ABOUT THIS EXERCISE - Filter the records down to the lines that hold the word "rear", and copy each of those lines.

(Point-per-instance localization data)
☆ ☆ ☆
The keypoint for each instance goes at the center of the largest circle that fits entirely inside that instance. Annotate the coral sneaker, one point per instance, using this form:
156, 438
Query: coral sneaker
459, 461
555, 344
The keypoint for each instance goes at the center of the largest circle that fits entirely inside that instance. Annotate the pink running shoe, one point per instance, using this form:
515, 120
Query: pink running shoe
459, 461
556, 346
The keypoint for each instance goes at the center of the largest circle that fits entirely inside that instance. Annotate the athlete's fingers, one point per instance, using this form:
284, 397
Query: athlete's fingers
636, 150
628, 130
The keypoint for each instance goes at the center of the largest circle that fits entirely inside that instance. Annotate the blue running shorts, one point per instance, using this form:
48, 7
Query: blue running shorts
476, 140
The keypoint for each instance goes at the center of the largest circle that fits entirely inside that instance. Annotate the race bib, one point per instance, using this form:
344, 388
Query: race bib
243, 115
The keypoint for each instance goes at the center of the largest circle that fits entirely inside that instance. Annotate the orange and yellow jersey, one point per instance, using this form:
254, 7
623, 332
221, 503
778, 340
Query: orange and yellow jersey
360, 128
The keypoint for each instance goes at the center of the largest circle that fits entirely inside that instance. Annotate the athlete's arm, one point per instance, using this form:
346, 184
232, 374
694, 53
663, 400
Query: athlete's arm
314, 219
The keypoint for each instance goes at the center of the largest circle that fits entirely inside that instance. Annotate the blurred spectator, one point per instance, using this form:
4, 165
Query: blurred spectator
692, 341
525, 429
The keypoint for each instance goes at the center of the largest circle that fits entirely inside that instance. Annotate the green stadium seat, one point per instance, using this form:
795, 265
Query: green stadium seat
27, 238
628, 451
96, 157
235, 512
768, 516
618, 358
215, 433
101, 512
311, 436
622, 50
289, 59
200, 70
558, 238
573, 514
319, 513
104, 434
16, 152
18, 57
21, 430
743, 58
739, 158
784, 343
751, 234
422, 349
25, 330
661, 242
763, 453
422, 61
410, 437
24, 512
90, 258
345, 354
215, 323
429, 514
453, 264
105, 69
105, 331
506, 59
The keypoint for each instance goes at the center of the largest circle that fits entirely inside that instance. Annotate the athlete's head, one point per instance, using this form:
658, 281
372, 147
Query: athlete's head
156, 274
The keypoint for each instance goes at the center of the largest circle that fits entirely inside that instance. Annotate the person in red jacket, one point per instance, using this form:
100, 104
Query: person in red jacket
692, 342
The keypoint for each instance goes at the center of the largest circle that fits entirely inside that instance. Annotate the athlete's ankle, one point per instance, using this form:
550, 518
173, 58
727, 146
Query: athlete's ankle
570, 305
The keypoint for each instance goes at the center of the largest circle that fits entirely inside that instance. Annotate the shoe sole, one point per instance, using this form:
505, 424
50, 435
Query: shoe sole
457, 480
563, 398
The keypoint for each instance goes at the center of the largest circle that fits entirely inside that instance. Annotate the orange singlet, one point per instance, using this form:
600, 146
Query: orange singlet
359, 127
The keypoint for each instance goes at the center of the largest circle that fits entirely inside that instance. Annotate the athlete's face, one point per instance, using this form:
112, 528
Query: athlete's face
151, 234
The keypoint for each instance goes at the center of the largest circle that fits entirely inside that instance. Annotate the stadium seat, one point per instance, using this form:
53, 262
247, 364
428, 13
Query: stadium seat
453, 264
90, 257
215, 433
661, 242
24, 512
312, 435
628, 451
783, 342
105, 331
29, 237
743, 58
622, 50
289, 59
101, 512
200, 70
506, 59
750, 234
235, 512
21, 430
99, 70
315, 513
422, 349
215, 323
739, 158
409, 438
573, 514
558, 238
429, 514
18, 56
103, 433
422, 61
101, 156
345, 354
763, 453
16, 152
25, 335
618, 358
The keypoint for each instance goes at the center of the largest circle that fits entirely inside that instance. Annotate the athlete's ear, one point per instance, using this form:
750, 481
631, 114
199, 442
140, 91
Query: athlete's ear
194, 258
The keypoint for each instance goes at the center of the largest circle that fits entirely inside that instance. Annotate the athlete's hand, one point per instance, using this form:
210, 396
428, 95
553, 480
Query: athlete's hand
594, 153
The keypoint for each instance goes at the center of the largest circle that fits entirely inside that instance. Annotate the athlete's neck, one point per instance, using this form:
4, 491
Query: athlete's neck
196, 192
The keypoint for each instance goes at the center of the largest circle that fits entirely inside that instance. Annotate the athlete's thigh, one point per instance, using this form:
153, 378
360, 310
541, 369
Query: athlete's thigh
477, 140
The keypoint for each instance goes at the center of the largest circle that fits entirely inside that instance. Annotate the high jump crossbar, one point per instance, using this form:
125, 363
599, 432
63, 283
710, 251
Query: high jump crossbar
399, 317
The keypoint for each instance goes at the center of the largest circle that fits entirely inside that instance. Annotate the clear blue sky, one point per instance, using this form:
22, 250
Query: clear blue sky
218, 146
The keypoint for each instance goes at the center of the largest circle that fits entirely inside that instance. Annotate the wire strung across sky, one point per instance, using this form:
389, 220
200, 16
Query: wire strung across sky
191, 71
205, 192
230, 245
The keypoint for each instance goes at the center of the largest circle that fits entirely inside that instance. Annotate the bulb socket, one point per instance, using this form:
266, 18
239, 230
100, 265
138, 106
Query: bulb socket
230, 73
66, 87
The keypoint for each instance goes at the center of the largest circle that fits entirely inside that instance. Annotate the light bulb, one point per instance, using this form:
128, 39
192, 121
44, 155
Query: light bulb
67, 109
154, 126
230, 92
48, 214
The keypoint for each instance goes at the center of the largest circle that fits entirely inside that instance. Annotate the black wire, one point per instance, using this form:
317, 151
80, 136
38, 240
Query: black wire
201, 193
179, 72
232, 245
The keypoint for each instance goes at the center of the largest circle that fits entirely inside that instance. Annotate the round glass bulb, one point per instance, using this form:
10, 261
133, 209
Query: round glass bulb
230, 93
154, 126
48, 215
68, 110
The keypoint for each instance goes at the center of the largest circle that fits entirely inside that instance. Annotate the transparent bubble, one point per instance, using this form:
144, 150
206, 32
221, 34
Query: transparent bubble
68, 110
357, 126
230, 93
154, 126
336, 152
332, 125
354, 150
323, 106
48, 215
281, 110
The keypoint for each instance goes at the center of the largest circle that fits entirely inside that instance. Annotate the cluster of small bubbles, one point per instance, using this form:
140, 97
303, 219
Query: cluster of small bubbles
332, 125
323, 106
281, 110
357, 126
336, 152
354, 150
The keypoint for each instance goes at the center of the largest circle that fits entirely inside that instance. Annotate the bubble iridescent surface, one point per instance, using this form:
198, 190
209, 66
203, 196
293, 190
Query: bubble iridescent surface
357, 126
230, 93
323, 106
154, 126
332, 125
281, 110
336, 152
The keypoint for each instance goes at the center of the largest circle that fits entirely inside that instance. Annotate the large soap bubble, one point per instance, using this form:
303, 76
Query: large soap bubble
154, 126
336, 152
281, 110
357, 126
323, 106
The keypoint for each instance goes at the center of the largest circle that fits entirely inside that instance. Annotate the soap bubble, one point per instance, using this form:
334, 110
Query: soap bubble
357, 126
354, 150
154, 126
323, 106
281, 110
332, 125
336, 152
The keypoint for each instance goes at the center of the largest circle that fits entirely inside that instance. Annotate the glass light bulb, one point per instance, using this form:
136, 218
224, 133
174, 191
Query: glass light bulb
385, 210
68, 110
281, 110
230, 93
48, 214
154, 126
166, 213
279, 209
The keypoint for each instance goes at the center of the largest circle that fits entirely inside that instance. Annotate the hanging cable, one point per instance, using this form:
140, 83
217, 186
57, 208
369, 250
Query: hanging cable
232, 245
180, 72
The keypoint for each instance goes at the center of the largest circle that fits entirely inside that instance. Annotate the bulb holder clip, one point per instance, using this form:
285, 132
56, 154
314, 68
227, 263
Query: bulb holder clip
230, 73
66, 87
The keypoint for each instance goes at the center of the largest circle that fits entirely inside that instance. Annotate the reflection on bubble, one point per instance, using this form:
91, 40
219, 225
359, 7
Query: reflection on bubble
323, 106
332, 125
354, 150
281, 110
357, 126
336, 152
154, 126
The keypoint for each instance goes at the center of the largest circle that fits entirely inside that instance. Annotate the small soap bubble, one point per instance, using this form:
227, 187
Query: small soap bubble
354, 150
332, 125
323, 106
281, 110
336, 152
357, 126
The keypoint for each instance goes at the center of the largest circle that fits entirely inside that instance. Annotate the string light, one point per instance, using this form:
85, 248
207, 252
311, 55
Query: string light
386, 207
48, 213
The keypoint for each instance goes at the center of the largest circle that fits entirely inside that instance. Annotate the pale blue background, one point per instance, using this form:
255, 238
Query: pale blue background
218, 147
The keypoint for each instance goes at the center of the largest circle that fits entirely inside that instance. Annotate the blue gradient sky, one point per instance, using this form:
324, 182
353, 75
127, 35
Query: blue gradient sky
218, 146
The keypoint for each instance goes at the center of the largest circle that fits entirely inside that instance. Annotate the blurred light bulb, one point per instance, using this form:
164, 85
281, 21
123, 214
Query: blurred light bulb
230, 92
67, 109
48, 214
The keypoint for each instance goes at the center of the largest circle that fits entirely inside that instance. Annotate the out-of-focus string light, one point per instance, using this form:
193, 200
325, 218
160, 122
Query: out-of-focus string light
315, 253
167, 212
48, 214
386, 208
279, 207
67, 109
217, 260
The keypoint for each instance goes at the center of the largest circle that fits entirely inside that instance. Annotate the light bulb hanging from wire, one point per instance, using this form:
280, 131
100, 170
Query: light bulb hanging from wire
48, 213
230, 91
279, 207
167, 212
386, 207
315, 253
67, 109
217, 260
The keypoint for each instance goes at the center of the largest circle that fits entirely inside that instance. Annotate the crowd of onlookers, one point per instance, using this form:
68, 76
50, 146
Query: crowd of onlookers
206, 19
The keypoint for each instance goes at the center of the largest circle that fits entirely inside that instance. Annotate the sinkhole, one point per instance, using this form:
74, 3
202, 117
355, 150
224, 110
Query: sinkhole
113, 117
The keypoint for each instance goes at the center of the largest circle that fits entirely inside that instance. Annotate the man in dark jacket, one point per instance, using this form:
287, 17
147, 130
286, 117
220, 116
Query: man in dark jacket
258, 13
☆ ☆ ☆
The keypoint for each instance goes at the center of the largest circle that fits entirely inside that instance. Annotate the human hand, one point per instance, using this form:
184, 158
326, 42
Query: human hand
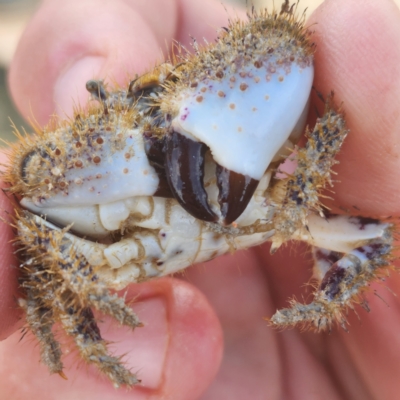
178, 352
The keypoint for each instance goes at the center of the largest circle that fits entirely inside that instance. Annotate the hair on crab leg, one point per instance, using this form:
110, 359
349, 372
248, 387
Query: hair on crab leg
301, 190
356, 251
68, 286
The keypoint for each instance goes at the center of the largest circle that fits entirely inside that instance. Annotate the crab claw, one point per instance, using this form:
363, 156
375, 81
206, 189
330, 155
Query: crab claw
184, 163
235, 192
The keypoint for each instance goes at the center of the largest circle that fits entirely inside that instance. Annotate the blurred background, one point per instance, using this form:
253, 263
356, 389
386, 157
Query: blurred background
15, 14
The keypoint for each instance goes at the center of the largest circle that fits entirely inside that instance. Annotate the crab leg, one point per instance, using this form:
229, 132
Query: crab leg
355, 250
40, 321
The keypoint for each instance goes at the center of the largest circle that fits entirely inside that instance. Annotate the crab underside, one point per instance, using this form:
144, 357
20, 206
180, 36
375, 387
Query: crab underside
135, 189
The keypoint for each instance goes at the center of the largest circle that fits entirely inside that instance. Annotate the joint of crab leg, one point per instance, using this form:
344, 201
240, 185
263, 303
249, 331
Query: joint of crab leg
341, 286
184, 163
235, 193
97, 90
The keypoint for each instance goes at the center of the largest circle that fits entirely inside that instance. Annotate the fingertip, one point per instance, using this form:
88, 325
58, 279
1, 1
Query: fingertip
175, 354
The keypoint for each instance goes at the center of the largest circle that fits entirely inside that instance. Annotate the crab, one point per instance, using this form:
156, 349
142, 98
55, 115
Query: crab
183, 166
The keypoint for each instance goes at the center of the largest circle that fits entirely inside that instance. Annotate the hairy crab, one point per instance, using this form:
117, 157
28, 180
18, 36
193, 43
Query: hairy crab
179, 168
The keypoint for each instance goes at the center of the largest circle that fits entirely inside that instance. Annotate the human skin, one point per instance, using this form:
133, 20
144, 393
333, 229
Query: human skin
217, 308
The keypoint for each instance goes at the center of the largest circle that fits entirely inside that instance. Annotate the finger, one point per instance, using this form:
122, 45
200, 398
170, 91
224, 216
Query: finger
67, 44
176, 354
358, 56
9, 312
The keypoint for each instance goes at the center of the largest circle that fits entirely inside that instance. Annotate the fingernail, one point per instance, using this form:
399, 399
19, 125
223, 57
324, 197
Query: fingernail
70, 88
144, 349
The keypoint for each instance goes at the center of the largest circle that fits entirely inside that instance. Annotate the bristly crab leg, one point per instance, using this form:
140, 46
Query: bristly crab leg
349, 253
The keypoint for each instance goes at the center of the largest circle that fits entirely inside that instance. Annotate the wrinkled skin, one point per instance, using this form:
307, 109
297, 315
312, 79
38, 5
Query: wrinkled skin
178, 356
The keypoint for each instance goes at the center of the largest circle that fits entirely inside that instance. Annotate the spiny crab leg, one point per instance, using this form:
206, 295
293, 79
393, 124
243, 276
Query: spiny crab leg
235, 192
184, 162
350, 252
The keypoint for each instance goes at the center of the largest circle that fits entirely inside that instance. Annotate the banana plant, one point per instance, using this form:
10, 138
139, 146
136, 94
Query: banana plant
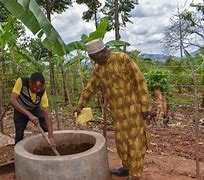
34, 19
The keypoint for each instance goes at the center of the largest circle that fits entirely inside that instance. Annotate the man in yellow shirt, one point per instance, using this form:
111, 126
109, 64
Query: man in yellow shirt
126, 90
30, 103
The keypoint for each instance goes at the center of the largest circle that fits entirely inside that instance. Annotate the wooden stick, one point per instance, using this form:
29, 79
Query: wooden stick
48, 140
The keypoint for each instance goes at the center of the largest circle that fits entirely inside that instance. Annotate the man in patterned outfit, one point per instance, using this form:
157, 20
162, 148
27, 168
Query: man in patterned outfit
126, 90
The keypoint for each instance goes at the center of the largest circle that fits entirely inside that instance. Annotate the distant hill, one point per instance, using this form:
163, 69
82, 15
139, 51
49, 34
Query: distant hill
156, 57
☆ ☆ ☆
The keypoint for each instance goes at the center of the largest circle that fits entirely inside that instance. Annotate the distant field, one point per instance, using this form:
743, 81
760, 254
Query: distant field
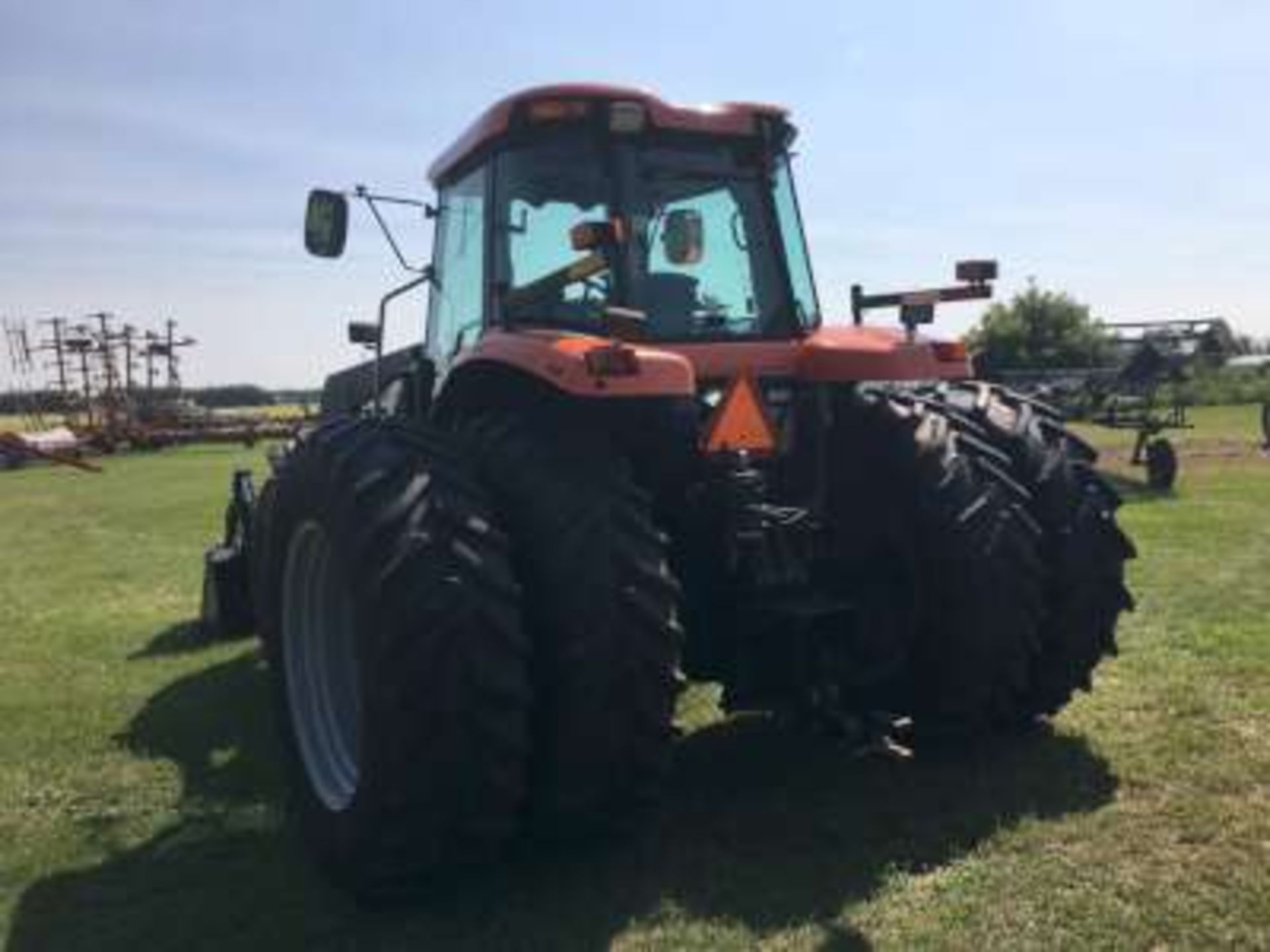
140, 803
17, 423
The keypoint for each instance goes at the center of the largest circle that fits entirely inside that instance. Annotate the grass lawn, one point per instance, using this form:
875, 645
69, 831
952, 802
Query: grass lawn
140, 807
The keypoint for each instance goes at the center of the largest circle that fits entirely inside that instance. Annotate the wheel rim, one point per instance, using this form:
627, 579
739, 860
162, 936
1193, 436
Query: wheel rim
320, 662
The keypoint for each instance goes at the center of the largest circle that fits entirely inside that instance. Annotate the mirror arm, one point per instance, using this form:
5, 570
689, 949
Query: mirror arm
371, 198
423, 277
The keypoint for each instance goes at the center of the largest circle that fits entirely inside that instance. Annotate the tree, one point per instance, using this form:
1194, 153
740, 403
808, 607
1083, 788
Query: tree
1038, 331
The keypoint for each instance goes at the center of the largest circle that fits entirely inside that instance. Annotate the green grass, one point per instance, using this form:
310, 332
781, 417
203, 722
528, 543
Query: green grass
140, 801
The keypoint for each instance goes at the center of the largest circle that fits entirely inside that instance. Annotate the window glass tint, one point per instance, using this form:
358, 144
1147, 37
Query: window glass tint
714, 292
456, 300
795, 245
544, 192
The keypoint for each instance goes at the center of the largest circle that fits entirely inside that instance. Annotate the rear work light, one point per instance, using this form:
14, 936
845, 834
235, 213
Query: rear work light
☆ ☆ ☆
ANSWER BELOW -
The keypoint for each instance goes at the center of the largest circle that fits entirely inside that instance. Annotate the rear work light, one point per instance, using this form:
Query: rear work light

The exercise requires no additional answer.